## [WHAT NEEDS TO BE DONE]
Once you have read the entries, copy all of them exactly.

* * *

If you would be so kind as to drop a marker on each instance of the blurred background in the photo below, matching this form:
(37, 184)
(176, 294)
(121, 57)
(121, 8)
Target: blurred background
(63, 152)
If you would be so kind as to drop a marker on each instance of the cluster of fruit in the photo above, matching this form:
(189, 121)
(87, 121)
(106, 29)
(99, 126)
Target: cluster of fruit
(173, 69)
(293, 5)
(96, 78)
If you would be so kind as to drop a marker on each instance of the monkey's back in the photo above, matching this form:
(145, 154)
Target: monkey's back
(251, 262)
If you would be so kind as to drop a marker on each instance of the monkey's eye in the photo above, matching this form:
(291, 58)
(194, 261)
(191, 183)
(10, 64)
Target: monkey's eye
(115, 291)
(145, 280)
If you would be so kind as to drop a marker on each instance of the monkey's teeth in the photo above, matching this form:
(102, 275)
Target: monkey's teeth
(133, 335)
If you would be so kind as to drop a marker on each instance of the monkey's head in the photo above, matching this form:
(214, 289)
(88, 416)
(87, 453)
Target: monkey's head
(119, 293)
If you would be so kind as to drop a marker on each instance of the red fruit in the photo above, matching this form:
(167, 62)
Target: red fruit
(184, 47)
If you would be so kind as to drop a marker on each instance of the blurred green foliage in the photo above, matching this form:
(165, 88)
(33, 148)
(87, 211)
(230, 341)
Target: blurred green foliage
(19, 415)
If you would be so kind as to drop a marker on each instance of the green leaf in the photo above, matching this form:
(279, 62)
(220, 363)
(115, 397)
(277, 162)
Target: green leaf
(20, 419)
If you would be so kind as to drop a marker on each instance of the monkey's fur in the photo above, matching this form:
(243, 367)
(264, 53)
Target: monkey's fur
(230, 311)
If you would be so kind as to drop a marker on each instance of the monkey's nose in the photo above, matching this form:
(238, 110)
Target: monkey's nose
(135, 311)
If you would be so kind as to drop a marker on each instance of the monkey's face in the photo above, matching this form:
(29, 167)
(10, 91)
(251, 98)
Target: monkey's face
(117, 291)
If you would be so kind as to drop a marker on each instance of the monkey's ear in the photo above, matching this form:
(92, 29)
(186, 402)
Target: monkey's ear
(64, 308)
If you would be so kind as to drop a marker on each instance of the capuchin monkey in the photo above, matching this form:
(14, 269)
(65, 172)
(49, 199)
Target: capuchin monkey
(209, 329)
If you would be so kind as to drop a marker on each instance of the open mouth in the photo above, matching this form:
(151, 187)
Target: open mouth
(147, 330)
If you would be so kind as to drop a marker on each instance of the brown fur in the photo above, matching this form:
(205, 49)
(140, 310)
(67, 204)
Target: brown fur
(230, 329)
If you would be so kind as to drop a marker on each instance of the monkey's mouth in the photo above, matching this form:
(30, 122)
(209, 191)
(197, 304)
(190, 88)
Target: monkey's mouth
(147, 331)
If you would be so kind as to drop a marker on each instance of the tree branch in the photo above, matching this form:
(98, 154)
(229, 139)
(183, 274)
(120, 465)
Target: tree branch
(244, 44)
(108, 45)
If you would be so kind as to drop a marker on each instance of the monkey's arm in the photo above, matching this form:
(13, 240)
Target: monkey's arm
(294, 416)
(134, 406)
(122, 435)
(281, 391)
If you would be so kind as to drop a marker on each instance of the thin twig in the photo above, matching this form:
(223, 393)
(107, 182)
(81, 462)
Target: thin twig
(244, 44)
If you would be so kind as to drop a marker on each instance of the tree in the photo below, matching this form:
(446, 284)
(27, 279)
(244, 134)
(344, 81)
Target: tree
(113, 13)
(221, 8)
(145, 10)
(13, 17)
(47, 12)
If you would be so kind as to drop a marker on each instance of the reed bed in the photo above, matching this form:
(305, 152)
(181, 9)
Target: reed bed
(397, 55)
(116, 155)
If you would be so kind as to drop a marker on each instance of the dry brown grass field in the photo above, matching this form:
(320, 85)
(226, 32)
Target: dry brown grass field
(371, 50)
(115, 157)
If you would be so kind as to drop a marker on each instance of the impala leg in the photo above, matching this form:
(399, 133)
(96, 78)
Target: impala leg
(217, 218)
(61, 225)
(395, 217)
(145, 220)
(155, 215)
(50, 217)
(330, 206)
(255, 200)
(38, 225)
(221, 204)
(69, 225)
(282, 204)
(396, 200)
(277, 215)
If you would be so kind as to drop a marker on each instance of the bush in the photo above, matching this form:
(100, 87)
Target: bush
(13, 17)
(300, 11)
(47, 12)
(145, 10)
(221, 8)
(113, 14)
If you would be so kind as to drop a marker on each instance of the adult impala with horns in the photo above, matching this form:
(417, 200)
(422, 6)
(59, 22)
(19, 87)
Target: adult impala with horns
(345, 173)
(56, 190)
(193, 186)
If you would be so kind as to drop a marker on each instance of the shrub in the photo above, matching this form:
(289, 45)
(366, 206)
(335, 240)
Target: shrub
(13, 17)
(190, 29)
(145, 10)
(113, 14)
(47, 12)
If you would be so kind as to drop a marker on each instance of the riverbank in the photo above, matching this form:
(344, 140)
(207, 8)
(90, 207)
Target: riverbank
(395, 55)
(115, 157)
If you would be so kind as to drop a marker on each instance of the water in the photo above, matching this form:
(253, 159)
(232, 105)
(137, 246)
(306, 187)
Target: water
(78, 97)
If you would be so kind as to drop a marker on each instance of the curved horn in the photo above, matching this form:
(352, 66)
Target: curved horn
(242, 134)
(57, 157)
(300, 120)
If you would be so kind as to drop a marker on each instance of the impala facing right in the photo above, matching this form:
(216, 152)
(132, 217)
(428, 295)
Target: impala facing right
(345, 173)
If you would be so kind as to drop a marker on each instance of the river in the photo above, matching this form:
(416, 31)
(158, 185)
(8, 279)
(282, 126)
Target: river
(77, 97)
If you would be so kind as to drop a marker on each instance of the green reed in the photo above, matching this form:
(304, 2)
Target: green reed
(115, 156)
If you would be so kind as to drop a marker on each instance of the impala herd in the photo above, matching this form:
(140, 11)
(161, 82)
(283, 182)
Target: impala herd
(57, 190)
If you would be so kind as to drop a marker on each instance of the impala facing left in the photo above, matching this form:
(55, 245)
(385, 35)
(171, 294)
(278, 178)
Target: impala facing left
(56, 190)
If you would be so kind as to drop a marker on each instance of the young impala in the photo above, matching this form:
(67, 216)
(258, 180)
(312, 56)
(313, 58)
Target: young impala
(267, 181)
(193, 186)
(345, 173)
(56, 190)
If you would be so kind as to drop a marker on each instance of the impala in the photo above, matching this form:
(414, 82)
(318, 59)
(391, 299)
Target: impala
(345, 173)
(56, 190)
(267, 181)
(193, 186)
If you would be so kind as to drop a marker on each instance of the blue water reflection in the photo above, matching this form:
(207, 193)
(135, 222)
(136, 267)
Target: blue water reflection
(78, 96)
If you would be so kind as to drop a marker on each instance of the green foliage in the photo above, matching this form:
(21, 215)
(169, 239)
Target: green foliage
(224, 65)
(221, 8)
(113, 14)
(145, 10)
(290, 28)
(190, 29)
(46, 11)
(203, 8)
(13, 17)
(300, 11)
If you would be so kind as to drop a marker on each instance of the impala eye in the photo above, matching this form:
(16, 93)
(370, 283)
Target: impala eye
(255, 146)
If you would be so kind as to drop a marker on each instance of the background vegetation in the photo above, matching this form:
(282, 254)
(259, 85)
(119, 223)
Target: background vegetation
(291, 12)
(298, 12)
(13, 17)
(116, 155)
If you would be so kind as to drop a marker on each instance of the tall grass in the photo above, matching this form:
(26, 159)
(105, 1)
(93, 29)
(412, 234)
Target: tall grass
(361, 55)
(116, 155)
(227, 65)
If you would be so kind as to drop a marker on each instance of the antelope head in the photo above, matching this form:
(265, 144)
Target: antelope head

* * *

## [SOLUTION FOR THIS PROBLEM]
If you would be so kind as to drop a marker on each instance of the blurred background in the photo below, matching this form:
(37, 184)
(176, 294)
(121, 57)
(121, 8)
Target: blurred background
(63, 152)
If you would be so kind as to drop a marker on each instance of the cluster of fruit in the photo above, matching this form:
(189, 121)
(87, 121)
(106, 29)
(99, 126)
Target: cluster of fruit
(173, 69)
(293, 5)
(96, 78)
If you would be so kind as to drop a marker on each instance of the monkey's back in the photo above, matching this form:
(145, 154)
Target: monkey's back
(251, 262)
If you would be so kind as to drop a marker on each instance of the monkey's eye in the photo above, matching this form:
(291, 58)
(194, 261)
(191, 183)
(10, 64)
Target: monkey's eye
(115, 291)
(145, 280)
If you would be so kind as to drop a marker on each instance of the monkey's teeth in the photo above, matching this form:
(102, 275)
Target: monkey's teeth
(133, 335)
If you would be so kind as to drop a marker on each instance of the monkey's head in the photo above, matching this form:
(214, 289)
(88, 416)
(87, 453)
Target: monkey's head
(119, 293)
If you would be so kind as to drop a marker on each instance of the red fruit in the photo above, matching this form:
(167, 62)
Target: red fruit
(184, 47)
If you would be so kind as to drop a marker on each instance of the blurred green foliage in the photo above, matching this form:
(165, 88)
(33, 148)
(87, 211)
(230, 341)
Target: blurred green foliage
(19, 415)
If you would be so kind as to drop a marker on each instance of the green leaf in the photo above, matching this form:
(279, 62)
(220, 363)
(115, 397)
(277, 162)
Target: green leaf
(20, 419)
If you would be so kind as to drop a marker on each instance of the monkey's fur in the photo above, matching this form:
(243, 367)
(264, 53)
Target: monkey's fur
(230, 311)
If you would be so kind as to drop a marker on each instance of the monkey's nose in the photo above, matching this form:
(238, 110)
Target: monkey's nose
(135, 311)
If you would be so kind as to drop a marker on each instance of the monkey's face in the photo above, matching this form:
(29, 167)
(10, 91)
(251, 98)
Target: monkey's face
(117, 291)
If you would be so kind as to drop a marker on each instance of the monkey's ear in the photo above, matching this form:
(92, 29)
(186, 402)
Target: monkey's ear
(64, 308)
If you would be so kind as to drop a marker on each instance of the capuchin monkey in the photo above, matching this form:
(14, 269)
(65, 172)
(49, 199)
Target: capuchin monkey
(209, 329)
If you would be so kind as to drop a marker on each instance of the open mouth in the photo above, matching this form:
(151, 187)
Target: open mouth
(147, 330)
If you would be so kind as to drop a marker on each instance of the brown fur in the photo above, matching this form:
(205, 49)
(140, 310)
(67, 204)
Target: brown fur
(230, 329)
If you would be so kind as to drop a marker on each instance of the monkey's mouth in the photo above, matching this form:
(30, 122)
(209, 191)
(197, 304)
(190, 88)
Target: monkey's mouth
(147, 331)
If you would be so kind as to drop a marker on each instance of the tree branch in the photo above, matching this form:
(98, 154)
(229, 139)
(183, 274)
(120, 465)
Target: tree branch
(244, 44)
(108, 45)
If you would be so kind as to drop a marker on each instance of the monkey's arm in the photo above, matching this form:
(13, 240)
Target: monkey's arm
(294, 416)
(134, 406)
(122, 435)
(281, 391)
If you would be so kind as to drop a marker on each instance of the thin twig in the photo above, matching this form:
(223, 393)
(107, 182)
(81, 462)
Target: thin twig
(244, 44)
If you would be so kind as to drop a marker on each instance of the tree in the photo below, matching this form:
(446, 284)
(27, 279)
(244, 134)
(344, 81)
Target: tree
(113, 13)
(221, 8)
(145, 10)
(13, 17)
(47, 12)
If you would be so kind as to drop a marker on each instance of the reed bed in the photo above, matching this form:
(305, 152)
(181, 9)
Target: reed bed
(397, 55)
(116, 155)
If you would be so kind as to drop a marker on each instance of the dry brown grass field in the photo above, matching this form:
(320, 85)
(226, 32)
Target: dry brown grass field
(371, 50)
(115, 157)
If you would be so kind as to drop a marker on each instance of the impala leg in the photo above, matching this form:
(399, 133)
(96, 78)
Target: impala leg
(217, 218)
(61, 225)
(395, 217)
(145, 220)
(155, 215)
(50, 217)
(330, 206)
(255, 200)
(38, 225)
(221, 204)
(69, 225)
(282, 204)
(396, 200)
(277, 215)
If you would be so kind as to drop a marker on each instance of the bush in the photo above, matching this form:
(100, 87)
Target: bush
(13, 17)
(300, 11)
(47, 12)
(145, 10)
(221, 8)
(113, 14)
If you would be so kind as to drop a marker on each instance of the adult impala with horns in the photo above, matching this form:
(417, 200)
(422, 6)
(59, 22)
(19, 87)
Target: adult impala with horns
(345, 173)
(56, 190)
(193, 186)
If you would be so kind as to drop a marker on each instance of the shrub in the photo above, matching this form:
(289, 45)
(366, 206)
(335, 240)
Target: shrub
(13, 17)
(190, 29)
(145, 10)
(113, 14)
(47, 12)
If you would be so kind as to drop a marker on each instance of the riverbank in the photo above, matching this form:
(344, 140)
(207, 8)
(90, 207)
Target: riverbank
(395, 55)
(115, 157)
If you would be so kind as to drop a marker on each instance of the water in the photo above, matching this form:
(253, 159)
(232, 105)
(137, 246)
(306, 187)
Target: water
(78, 97)
If you would be so kind as to drop a marker on each instance of the curved horn in the photo above, matching this form:
(352, 66)
Target: curved horn
(242, 134)
(57, 157)
(300, 120)
If you would be so kind as to drop a marker on each instance of the impala facing right in the photo above, matching this form:
(216, 152)
(132, 217)
(428, 295)
Target: impala facing right
(345, 173)
If you would be so kind as to drop a marker on each instance of the river in the photo above, matching this form:
(416, 31)
(158, 185)
(8, 279)
(282, 126)
Target: river
(77, 97)
If you would be so kind as to drop a marker on each instance of the green reed in the photo above, matching this form:
(304, 2)
Target: green reed
(115, 156)
If you would be so kind as to drop a marker on each instance of the impala herd in the photo above, matching this form:
(140, 11)
(161, 82)
(283, 182)
Target: impala herd
(57, 190)
If you would be so kind as to drop a marker on each instance of the impala facing left in the photo above, matching this form:
(55, 245)
(385, 35)
(171, 294)
(278, 178)
Target: impala facing left
(56, 190)
If you would be so kind as to drop a marker on each instance of the young impala in the photo above, matching this form:
(67, 216)
(258, 180)
(312, 56)
(313, 58)
Target: young impala
(267, 181)
(193, 186)
(345, 173)
(56, 190)
If you would be so kind as to drop a marker on each instance of the impala in the photo above, matching this form:
(414, 82)
(318, 59)
(391, 299)
Target: impala
(345, 173)
(56, 190)
(267, 181)
(193, 186)
If you would be so kind as to drop a marker on each instance of the blue water reflection in the photo above, matching this form:
(207, 193)
(135, 222)
(136, 267)
Target: blue water reflection
(78, 96)
If you would be so kind as to drop a marker on each instance of the green foliage in the photo above, matching this form:
(21, 215)
(169, 239)
Target: green foliage
(224, 65)
(221, 8)
(113, 14)
(145, 10)
(290, 28)
(190, 29)
(46, 11)
(203, 8)
(13, 17)
(300, 11)
If you would be so kind as to drop a marker on each instance of the impala eye in the photo above, matching this form:
(16, 93)
(370, 283)
Target: impala eye
(255, 146)
If you would be so kind as to drop a marker on each instance of the background vegetation in the photo above, matching this form:
(282, 254)
(259, 85)
(119, 223)
Target: background vegetation
(291, 12)
(298, 12)
(13, 17)
(116, 155)
If you would be so kind as to drop a marker on each instance of the tall grass in the photo above, matching this form:
(26, 159)
(105, 1)
(93, 29)
(412, 234)
Target: tall grass
(361, 55)
(116, 155)
(227, 65)
If you would be so kind as to drop a marker on each instance of the antelope head in the photo above, matching this form:
(265, 144)
Target: antelope head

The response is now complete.